SOURCE EXTRACT:
2003-06-19 Thread Mark Veltzer
On Thu, Jun 19, 2003 at 05:01:41PM +0300, Arik Baratz wrote:
 
 But there are other implications to this form of activism. Soon some guy who doesn't 
 like some country will add a clause to the O/S license banning use in that 
 country... Not a good precedent.
 

The owner of a project is entitled to give whatever license he wants.
He cannot, however, claim that after prohibiting SCO to use the product
the license is GPL compliant. It is not.

That is why I did not mention licenses. The GPL is great. We should keep
it. And the GPL does not have a built in Black List feature. Which is
good.

I was talking about the myriad of small details which makes a project
like gnome or kde or apache compile well on SCO. If the gnome or kde or
apache stop accepting patches to clean the compilation on SCO or even
tear out support for SCO compilation from their ./configure.in scripts
there is nothing against that in the GPL... The GPL does not oblige the
author to support platforms he does not want to and this WITHOUT
modifying the license.

TASKS TO PERFORM:
1. Which software projects does the mailing-list post about SCO and the GPL name as ones that could stop supporting compilation on SCO?
2. In the mailing-list post about SCO and the GPL, what feature does the GPL not have built in?
3. Extend the mailing-list post about SCO and the GPL, picking up after its final sentence.

Position annotation records:

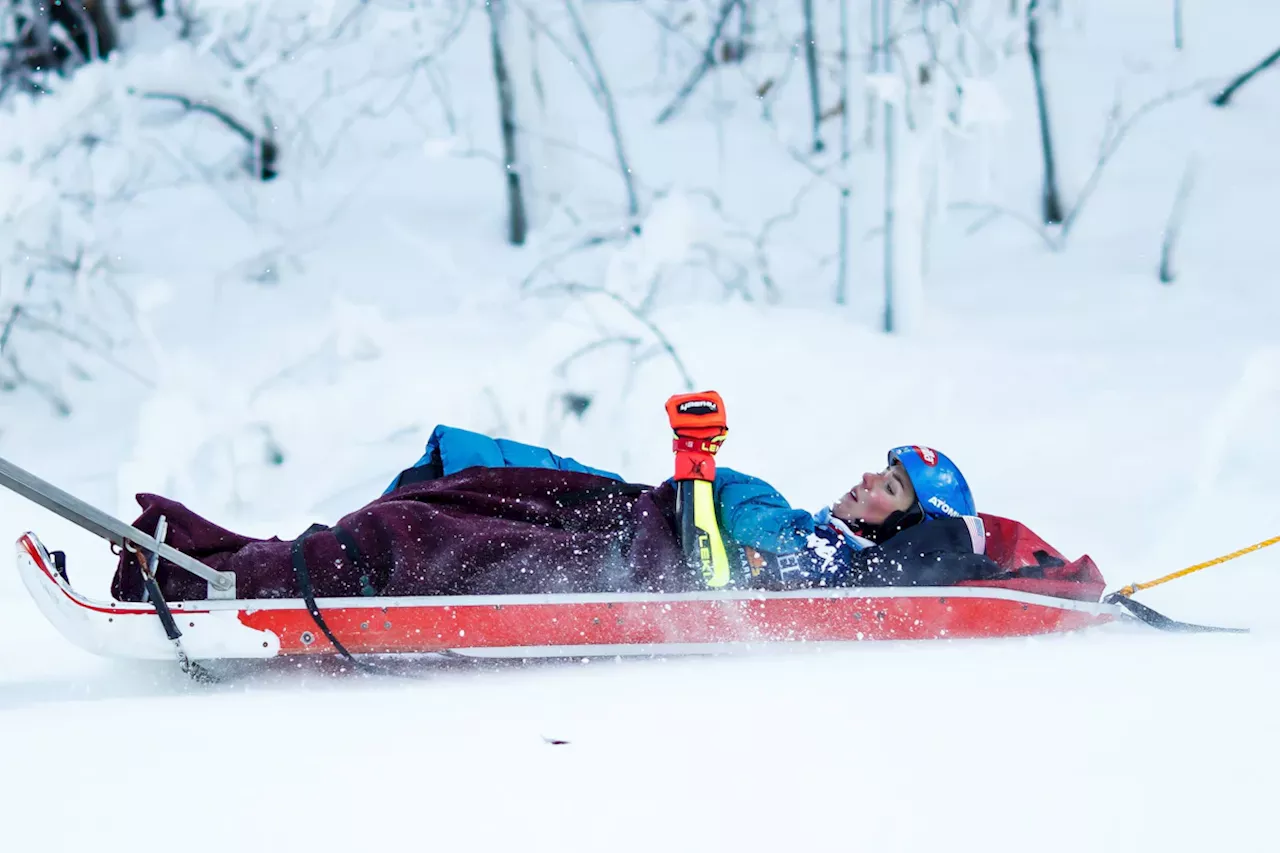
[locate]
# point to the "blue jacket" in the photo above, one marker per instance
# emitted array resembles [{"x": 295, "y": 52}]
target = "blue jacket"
[
  {"x": 451, "y": 450},
  {"x": 777, "y": 546}
]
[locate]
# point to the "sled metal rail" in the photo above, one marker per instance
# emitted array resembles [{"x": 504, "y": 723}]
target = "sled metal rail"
[{"x": 222, "y": 584}]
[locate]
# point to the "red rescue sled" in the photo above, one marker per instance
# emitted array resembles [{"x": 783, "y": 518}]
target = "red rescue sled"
[{"x": 1042, "y": 593}]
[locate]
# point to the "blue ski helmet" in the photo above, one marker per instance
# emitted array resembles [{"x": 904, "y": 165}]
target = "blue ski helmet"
[{"x": 940, "y": 487}]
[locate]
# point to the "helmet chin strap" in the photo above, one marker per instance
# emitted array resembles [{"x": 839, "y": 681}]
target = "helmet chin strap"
[{"x": 896, "y": 521}]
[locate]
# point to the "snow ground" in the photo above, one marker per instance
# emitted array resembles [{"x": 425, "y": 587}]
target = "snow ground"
[{"x": 1115, "y": 416}]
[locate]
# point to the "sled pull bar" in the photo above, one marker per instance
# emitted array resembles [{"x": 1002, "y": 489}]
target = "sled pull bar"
[
  {"x": 1132, "y": 588},
  {"x": 103, "y": 524}
]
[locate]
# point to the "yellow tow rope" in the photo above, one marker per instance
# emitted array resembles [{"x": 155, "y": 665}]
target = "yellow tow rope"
[{"x": 1132, "y": 588}]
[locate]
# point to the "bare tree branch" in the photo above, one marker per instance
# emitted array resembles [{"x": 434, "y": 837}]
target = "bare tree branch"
[
  {"x": 703, "y": 67},
  {"x": 1224, "y": 97},
  {"x": 517, "y": 218},
  {"x": 264, "y": 149},
  {"x": 575, "y": 288},
  {"x": 810, "y": 60},
  {"x": 1111, "y": 141},
  {"x": 604, "y": 97},
  {"x": 1174, "y": 227},
  {"x": 1051, "y": 201}
]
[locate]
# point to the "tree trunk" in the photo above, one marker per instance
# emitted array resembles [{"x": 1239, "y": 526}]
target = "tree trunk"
[
  {"x": 810, "y": 60},
  {"x": 517, "y": 218},
  {"x": 1051, "y": 200}
]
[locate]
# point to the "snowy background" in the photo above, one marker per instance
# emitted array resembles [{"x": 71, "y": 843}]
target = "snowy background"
[{"x": 274, "y": 352}]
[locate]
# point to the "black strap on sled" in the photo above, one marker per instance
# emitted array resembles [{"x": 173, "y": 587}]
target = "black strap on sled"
[
  {"x": 1162, "y": 623},
  {"x": 309, "y": 593},
  {"x": 599, "y": 493}
]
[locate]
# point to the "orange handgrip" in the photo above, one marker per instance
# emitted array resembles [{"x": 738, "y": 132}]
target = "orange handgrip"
[{"x": 696, "y": 415}]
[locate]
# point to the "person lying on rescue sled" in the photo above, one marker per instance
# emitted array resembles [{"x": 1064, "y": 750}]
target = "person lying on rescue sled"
[{"x": 478, "y": 515}]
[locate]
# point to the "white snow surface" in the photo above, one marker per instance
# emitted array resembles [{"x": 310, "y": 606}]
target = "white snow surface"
[{"x": 334, "y": 315}]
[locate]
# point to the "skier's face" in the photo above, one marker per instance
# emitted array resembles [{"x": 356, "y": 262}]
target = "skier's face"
[{"x": 876, "y": 497}]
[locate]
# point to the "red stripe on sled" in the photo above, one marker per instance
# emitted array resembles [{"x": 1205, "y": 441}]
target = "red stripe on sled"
[{"x": 435, "y": 628}]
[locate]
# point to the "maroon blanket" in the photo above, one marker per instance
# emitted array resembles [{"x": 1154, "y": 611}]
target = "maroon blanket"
[{"x": 479, "y": 532}]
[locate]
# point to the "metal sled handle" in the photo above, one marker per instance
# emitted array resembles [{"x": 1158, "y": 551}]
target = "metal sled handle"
[{"x": 103, "y": 524}]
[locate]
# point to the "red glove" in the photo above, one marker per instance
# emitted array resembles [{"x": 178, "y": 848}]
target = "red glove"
[{"x": 699, "y": 424}]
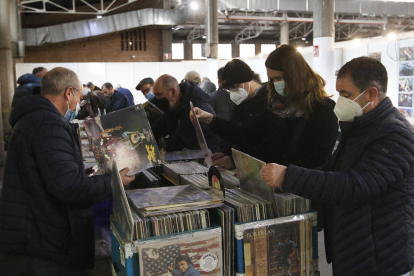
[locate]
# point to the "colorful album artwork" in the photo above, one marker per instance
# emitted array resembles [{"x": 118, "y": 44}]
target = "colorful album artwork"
[
  {"x": 407, "y": 112},
  {"x": 124, "y": 136},
  {"x": 405, "y": 85},
  {"x": 406, "y": 53},
  {"x": 405, "y": 99},
  {"x": 406, "y": 69},
  {"x": 197, "y": 253}
]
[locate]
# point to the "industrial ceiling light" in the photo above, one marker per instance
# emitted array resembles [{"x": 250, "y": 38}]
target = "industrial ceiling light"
[
  {"x": 392, "y": 36},
  {"x": 193, "y": 6}
]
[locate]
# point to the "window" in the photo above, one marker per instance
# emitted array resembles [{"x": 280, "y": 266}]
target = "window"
[
  {"x": 198, "y": 51},
  {"x": 178, "y": 51},
  {"x": 133, "y": 40},
  {"x": 268, "y": 48},
  {"x": 224, "y": 51},
  {"x": 247, "y": 50}
]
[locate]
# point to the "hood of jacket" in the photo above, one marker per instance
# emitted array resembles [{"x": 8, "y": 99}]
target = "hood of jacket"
[
  {"x": 30, "y": 104},
  {"x": 28, "y": 78}
]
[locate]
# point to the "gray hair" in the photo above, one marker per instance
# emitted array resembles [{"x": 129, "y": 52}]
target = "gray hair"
[
  {"x": 170, "y": 82},
  {"x": 57, "y": 80}
]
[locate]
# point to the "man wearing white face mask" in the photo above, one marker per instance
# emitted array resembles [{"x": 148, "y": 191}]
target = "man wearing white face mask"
[
  {"x": 367, "y": 187},
  {"x": 46, "y": 201}
]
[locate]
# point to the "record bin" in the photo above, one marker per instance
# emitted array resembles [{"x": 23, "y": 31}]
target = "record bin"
[
  {"x": 131, "y": 258},
  {"x": 254, "y": 239}
]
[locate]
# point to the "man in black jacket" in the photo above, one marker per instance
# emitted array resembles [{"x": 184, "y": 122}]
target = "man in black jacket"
[
  {"x": 367, "y": 190},
  {"x": 175, "y": 122},
  {"x": 46, "y": 202}
]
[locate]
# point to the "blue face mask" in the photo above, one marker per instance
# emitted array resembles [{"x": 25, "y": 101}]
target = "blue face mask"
[
  {"x": 70, "y": 115},
  {"x": 279, "y": 87},
  {"x": 150, "y": 95}
]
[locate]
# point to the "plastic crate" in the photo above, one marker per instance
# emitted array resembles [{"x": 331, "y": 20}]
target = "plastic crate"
[{"x": 101, "y": 212}]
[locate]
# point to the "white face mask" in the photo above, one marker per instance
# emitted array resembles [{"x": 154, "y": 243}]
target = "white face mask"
[
  {"x": 279, "y": 87},
  {"x": 346, "y": 110},
  {"x": 239, "y": 96}
]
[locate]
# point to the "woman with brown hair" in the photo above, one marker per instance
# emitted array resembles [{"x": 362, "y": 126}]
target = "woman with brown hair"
[{"x": 297, "y": 124}]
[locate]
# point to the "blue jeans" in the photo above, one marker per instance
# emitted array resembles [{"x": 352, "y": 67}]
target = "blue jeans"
[{"x": 48, "y": 268}]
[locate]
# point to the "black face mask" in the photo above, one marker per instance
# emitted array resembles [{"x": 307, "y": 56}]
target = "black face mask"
[{"x": 162, "y": 103}]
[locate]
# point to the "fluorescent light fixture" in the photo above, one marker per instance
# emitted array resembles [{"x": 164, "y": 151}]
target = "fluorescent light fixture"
[
  {"x": 194, "y": 6},
  {"x": 392, "y": 36}
]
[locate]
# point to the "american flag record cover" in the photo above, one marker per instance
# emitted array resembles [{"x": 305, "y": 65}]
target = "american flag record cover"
[{"x": 193, "y": 253}]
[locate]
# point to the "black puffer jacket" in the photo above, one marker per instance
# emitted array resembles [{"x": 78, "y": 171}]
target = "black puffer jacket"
[
  {"x": 258, "y": 132},
  {"x": 177, "y": 124},
  {"x": 46, "y": 200},
  {"x": 370, "y": 229}
]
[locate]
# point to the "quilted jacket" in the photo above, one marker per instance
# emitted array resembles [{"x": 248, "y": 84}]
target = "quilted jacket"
[
  {"x": 369, "y": 196},
  {"x": 46, "y": 200}
]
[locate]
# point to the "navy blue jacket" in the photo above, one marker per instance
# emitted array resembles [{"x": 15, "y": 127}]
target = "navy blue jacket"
[
  {"x": 46, "y": 200},
  {"x": 369, "y": 196},
  {"x": 26, "y": 84},
  {"x": 177, "y": 124},
  {"x": 127, "y": 93},
  {"x": 116, "y": 102}
]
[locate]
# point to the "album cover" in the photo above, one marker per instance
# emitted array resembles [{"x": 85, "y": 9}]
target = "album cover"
[
  {"x": 124, "y": 136},
  {"x": 194, "y": 253},
  {"x": 278, "y": 249},
  {"x": 248, "y": 171},
  {"x": 406, "y": 69}
]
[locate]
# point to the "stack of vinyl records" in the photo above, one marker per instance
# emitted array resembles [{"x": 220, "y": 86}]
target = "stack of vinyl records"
[
  {"x": 174, "y": 170},
  {"x": 169, "y": 224},
  {"x": 167, "y": 200},
  {"x": 224, "y": 216},
  {"x": 290, "y": 204},
  {"x": 248, "y": 207},
  {"x": 146, "y": 179}
]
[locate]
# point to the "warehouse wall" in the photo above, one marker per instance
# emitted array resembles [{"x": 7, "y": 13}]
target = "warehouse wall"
[{"x": 105, "y": 48}]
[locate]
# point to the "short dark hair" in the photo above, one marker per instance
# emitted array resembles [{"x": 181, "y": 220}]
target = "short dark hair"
[
  {"x": 366, "y": 72},
  {"x": 107, "y": 85},
  {"x": 149, "y": 81},
  {"x": 37, "y": 70},
  {"x": 220, "y": 73}
]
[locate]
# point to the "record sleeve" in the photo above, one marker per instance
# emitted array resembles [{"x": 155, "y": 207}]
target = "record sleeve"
[
  {"x": 193, "y": 253},
  {"x": 248, "y": 171},
  {"x": 125, "y": 136}
]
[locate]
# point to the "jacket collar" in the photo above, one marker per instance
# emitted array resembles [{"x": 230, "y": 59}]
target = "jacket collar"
[{"x": 379, "y": 112}]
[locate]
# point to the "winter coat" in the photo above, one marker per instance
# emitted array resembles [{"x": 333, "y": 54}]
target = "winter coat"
[
  {"x": 177, "y": 124},
  {"x": 46, "y": 200},
  {"x": 127, "y": 93},
  {"x": 369, "y": 229},
  {"x": 116, "y": 102},
  {"x": 258, "y": 132},
  {"x": 26, "y": 84}
]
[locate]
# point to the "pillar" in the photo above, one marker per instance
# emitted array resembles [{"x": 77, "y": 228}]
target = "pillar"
[
  {"x": 211, "y": 23},
  {"x": 6, "y": 70},
  {"x": 284, "y": 33},
  {"x": 188, "y": 50},
  {"x": 166, "y": 45},
  {"x": 235, "y": 49},
  {"x": 257, "y": 48},
  {"x": 324, "y": 42}
]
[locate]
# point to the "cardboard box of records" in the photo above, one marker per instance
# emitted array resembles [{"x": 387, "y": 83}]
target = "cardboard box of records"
[{"x": 156, "y": 231}]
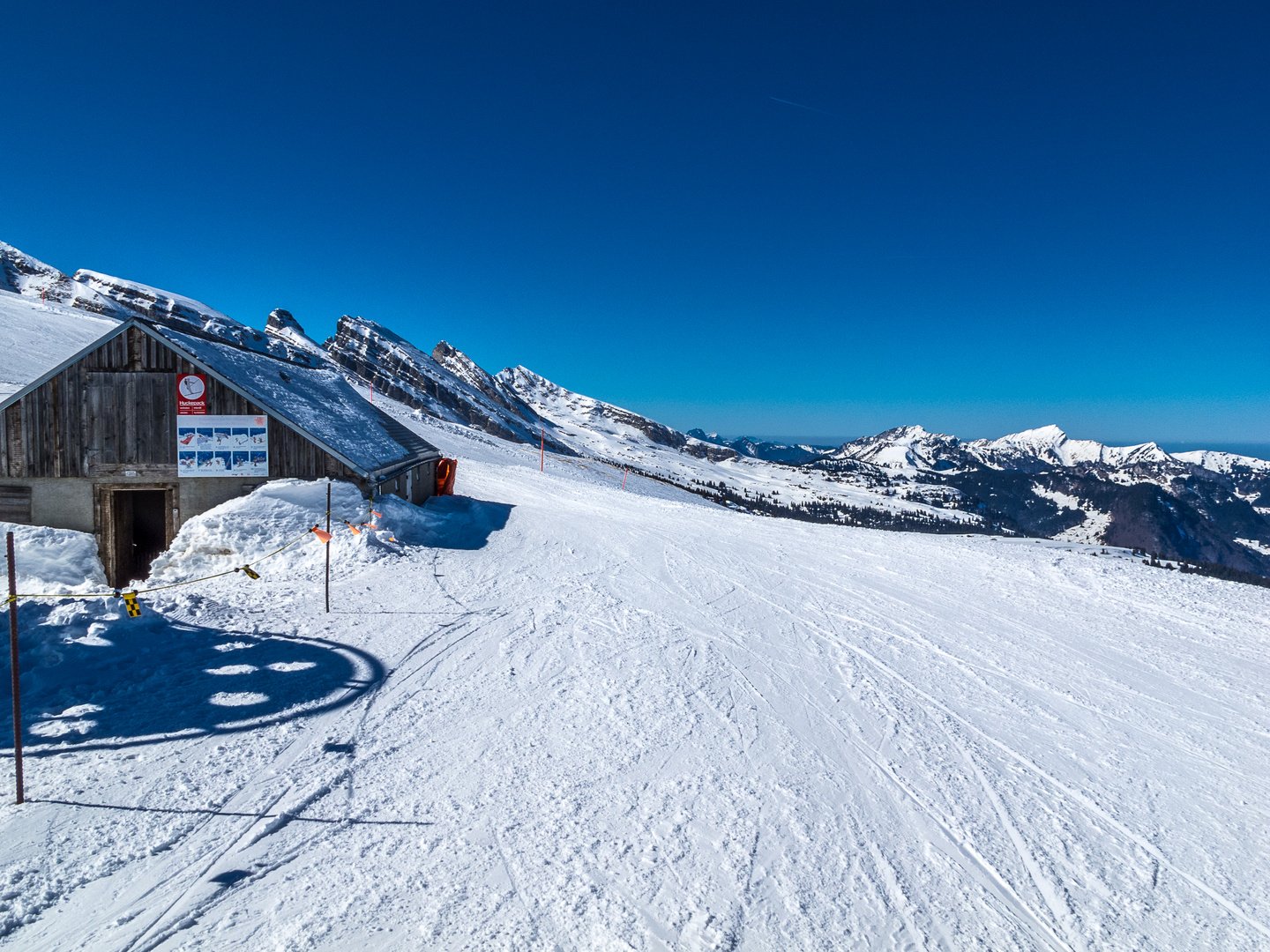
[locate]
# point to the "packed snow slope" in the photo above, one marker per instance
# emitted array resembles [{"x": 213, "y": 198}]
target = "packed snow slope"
[{"x": 560, "y": 715}]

REPLIES:
1. gnome, kde, apache

2. A Black List feature.

3.
People who wish, for instance, to create an open source project which
specifies that Israelis cannot use it are welcome to it. I have nothing
against them except that I would not join any project which has such a
black list in it's license and I hope others won't either. In any case
I would fight against this kind of project trying to classify itself as
free source. A free source should have the same rights for everyone. Even
the detested SCO. It does not mean that free source developers should
keep on bypassing SCO weirdness using their configure.in scripts and
makefiles while the SCO CEO is on the war path with them. Let SCO do
that - if they can!!!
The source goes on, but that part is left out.